◆ WHAT IS NEEDED ◆
Copy each of the records exactly.

◆ INFORMATION GIVEN ◆

######

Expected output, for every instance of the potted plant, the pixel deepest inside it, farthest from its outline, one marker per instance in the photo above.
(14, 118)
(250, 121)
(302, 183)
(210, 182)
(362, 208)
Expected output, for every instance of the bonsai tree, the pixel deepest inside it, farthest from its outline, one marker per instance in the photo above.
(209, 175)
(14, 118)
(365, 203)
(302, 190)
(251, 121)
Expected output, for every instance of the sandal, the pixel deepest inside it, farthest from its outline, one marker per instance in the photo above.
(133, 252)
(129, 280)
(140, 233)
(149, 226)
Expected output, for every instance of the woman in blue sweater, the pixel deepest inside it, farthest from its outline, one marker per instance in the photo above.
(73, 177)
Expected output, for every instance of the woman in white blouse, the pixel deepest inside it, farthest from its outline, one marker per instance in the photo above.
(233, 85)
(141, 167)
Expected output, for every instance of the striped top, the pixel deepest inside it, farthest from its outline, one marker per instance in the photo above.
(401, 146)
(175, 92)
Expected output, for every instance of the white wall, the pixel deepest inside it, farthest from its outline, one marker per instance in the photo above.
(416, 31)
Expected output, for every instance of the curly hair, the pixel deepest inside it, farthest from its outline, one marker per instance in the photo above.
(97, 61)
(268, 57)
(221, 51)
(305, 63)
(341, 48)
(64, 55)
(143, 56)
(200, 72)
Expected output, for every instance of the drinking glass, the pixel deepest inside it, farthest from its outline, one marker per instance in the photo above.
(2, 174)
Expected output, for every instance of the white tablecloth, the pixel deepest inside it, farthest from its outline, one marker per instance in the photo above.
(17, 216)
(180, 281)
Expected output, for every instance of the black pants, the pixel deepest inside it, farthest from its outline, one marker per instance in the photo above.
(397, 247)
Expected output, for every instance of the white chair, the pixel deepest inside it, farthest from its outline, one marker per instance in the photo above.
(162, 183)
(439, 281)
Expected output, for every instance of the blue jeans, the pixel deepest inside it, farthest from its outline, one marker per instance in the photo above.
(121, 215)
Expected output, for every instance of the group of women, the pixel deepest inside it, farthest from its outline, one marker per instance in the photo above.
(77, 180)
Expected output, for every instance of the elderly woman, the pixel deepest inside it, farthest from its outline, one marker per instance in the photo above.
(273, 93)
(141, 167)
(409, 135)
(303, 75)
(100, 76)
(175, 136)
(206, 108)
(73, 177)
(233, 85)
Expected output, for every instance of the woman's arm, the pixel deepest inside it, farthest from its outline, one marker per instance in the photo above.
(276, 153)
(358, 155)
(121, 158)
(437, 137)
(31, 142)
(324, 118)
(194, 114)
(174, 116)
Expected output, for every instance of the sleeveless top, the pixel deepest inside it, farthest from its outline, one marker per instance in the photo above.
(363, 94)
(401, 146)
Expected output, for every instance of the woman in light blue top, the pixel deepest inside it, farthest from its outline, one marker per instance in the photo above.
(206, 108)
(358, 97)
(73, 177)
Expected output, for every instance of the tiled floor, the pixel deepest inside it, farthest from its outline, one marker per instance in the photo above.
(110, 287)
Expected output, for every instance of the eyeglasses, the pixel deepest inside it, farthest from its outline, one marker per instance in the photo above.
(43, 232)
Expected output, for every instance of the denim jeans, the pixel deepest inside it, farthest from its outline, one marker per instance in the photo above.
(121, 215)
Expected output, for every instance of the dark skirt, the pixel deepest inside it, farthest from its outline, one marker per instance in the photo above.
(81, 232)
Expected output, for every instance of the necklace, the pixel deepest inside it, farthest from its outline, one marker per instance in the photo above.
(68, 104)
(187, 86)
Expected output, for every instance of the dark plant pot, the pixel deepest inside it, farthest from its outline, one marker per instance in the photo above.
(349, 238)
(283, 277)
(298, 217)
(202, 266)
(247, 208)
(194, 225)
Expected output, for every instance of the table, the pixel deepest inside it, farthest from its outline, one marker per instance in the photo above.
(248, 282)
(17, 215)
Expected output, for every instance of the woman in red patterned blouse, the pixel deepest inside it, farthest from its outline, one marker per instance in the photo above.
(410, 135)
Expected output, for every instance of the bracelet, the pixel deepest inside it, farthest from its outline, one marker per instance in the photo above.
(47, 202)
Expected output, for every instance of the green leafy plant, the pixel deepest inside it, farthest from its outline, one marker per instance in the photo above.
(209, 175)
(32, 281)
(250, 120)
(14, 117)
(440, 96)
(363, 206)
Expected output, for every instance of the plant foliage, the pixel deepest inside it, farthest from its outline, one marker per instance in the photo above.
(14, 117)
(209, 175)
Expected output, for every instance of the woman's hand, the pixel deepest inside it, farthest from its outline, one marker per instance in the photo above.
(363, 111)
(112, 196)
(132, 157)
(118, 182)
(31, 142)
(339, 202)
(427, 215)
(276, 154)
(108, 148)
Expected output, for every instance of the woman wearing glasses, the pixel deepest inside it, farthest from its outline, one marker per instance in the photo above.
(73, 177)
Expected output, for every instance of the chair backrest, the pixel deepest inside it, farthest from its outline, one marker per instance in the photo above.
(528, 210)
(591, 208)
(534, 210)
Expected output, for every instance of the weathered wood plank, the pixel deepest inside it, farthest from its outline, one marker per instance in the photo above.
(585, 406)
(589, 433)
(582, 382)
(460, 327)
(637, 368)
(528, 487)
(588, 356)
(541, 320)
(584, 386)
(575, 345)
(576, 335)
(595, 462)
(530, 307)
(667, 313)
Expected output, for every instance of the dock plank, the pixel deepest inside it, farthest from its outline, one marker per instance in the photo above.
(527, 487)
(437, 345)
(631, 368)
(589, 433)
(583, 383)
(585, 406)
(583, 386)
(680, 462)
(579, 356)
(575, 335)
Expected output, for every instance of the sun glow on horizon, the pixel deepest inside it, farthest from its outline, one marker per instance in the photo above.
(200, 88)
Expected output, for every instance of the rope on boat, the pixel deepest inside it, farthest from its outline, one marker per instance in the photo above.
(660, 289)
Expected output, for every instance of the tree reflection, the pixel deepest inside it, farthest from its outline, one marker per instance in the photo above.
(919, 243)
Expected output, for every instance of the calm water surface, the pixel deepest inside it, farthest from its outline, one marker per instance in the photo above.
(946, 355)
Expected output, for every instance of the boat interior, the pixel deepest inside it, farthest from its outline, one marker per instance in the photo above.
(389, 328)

######

◆ WRITTEN SOLUTION ◆
Expected output, for every instance of the potted plant, the pixel deepest inside it, farthest from its outline, one marker per instance in the photo above.
(14, 118)
(250, 121)
(302, 183)
(210, 182)
(362, 208)
Expected output, for every instance of the bonsai tree, the pixel deepest inside it, farthest from its outline, one marker per instance in the photo above.
(209, 175)
(14, 118)
(365, 203)
(302, 190)
(251, 121)
Expected output, for every instance of the sandal, the pixel deepest inside it, farthest from its outline, one marker per instance in the photo above.
(133, 252)
(129, 280)
(140, 233)
(149, 226)
Expected output, for every instance of the woman in blue sweater, the pixel deepest inside it, farthest from its outline, one marker per instance in the photo above.
(73, 177)
Expected output, for every instance of the woman in white blouse, the pixel deepest inside it, farthest from its outline, one marker per instance in the photo above.
(233, 85)
(141, 167)
Expected output, for every instance of the striped top, the pixel deepest inside it, farthest from its outline, one marker per instance in the photo above.
(401, 146)
(175, 92)
Expected output, for every instance of the white wall, the pixel deepest inside it, farthest from its outline, one marker per instance in the photo above.
(416, 31)
Expected output, for every instance of the curly hair, the pixel deepest inside it, farthest from its outline, one marker per instance in the photo above.
(97, 61)
(268, 57)
(221, 51)
(305, 63)
(341, 48)
(64, 55)
(143, 56)
(200, 72)
Expected output, for every instance of the drinking glass, the pixel deepest inside it, farthest from its outline, one marker per instance in the photo above.
(2, 174)
Expected output, for every instance of the white tablecloth, the pixel deepest inside it, farthest from its outline, one marker per instance in the photo above.
(17, 216)
(180, 281)
Expected output, for every instance of the black pants, the pixel deepest inside it, farthest from its outline, one marker per instance in the photo above.
(397, 247)
Expected output, for every instance of the white chair, the pixel deepest inside it, farthest from its outline, one marker per instance in the photo above.
(162, 183)
(439, 281)
Expected output, for every instance of the blue jeans, the pixel deepest inside it, farthest from its outline, one marker per instance in the photo above.
(121, 215)
Expected output, for every instance of the group of women, the pixel deepest inside it, farthest from its outline, one marker per instance in the photo above.
(77, 180)
Expected output, for every instance of the elderly woman, the pixel deepest inside it, farthest from its outline, one marker per instance in the photo above.
(273, 93)
(141, 167)
(409, 135)
(303, 75)
(100, 76)
(175, 136)
(206, 108)
(73, 177)
(233, 85)
Expected output, for every instance of the woman's arm, the pixel deepest inside it, farthest from its outline, one marker per instance in the photo above.
(276, 153)
(358, 155)
(121, 158)
(437, 137)
(31, 142)
(324, 118)
(194, 114)
(174, 116)
Expected output, for every instance of the sleeveless top, the pixel deepest inside it, farthest from its outline, one marker per instance in the photo above.
(363, 94)
(401, 146)
Expected output, for every instance of the woman in light blue top, the pixel deepest inside it, farthest from its outline, one marker per instance in the photo above.
(206, 108)
(358, 97)
(73, 177)
Expected output, for every instance of the tiled floor, the pixel deepest inside it, farthest from its outline, one marker per instance in the photo above.
(110, 287)
Expected output, for every instance of the eyeglasses, the pixel deepest inside it, farthest from its outline, one marker per instance in the photo above.
(43, 232)
Expected output, for every instance of the denim jeans, the pixel deepest inside it, farthest from its outline, one marker per instance in the photo above.
(121, 215)
Expected output, for every instance of the dark skirt, the pixel deepest inside it, farthest from its outline, one marker per instance in the photo above.
(81, 232)
Expected output, for every instance of the necklace, the pixel deepest inside it, farthest from its outline, one marker per instance in the photo above.
(68, 104)
(187, 86)
Expected output, for every instance of the dark plant pot, the pixel deepest inside it, farthest from its outline, one marker per instance in the photo above.
(349, 238)
(283, 277)
(298, 217)
(202, 266)
(247, 208)
(194, 225)
Expected output, for every instance of the table, the pixel deepest inside it, farthest from its outline, one marker per instance in the photo above.
(248, 282)
(17, 215)
Expected output, for every instance of the woman in red patterned blouse, the pixel deepest inside it, farthest from its outline, one marker per instance in the photo above.
(410, 135)
Expected output, for every instance of the bracelet, the pixel deepest inside it, farthest from its outline, one marker per instance in the photo above.
(47, 202)
Expected output, for every instance of the green leafy plant, the pixel deepest inside it, farthest from its outline, one marker per instance in the photo above.
(209, 175)
(32, 281)
(250, 120)
(14, 117)
(440, 96)
(363, 206)
Expected output, for every instance of the plant foliage, the pixel deepest inside it, farthest from its outline, one marker per instance in the photo above.
(14, 117)
(209, 175)
Expected output, for every instance of the woman's hand, the pixel deepest inside it, farthest from its outline, one marker per instance in the photo above.
(363, 111)
(112, 196)
(132, 157)
(118, 182)
(31, 142)
(339, 202)
(427, 215)
(276, 154)
(108, 148)
Expected output, for every instance of the woman wearing glasses, the pixel deepest inside it, farthest from its outline, one marker per instance in the photo above.
(73, 177)
Expected output, for every instance of the chair backrest, the pixel deepest inside it, farthest from its outline, one marker per instance in the photo above.
(528, 210)
(591, 208)
(534, 210)
Expected output, for every instance of the weathered wood plank, the pixel deepest inside it, farthest from its outline, one marker per instance in the photo above.
(585, 406)
(589, 433)
(582, 382)
(460, 327)
(637, 368)
(528, 487)
(588, 356)
(541, 320)
(584, 386)
(575, 345)
(576, 335)
(595, 462)
(530, 307)
(667, 313)
Expected output, for every instance of the dock plank, the pixel deepest inside it, farthest from its outline, one marker per instance in the photo above.
(527, 487)
(437, 345)
(631, 368)
(589, 433)
(583, 383)
(585, 406)
(583, 386)
(680, 462)
(579, 356)
(575, 335)
Expected output, for every instance of the sun glow on horizon, the pixel deepest inside it, farthest from its outline, one marker per instance in the photo above.
(200, 88)
Expected output, for every instance of the rope on boat, the pixel deepest inside it, farthest from its outline, one marker per instance in the photo above.
(660, 289)
Expected output, for every instance of the tree reflection, the pixel deepest inside it, farthest from its outline, one marker per instance in the photo above.
(919, 243)
Expected output, for every instance of the calm water surface, the pixel deepest inside it, farthest from its outline, one marker per instance in the photo above.
(946, 355)
Expected output, for every instance of the boat interior, the pixel deepest inside it, farthest from its outline, one marker per instance in the photo above.
(389, 328)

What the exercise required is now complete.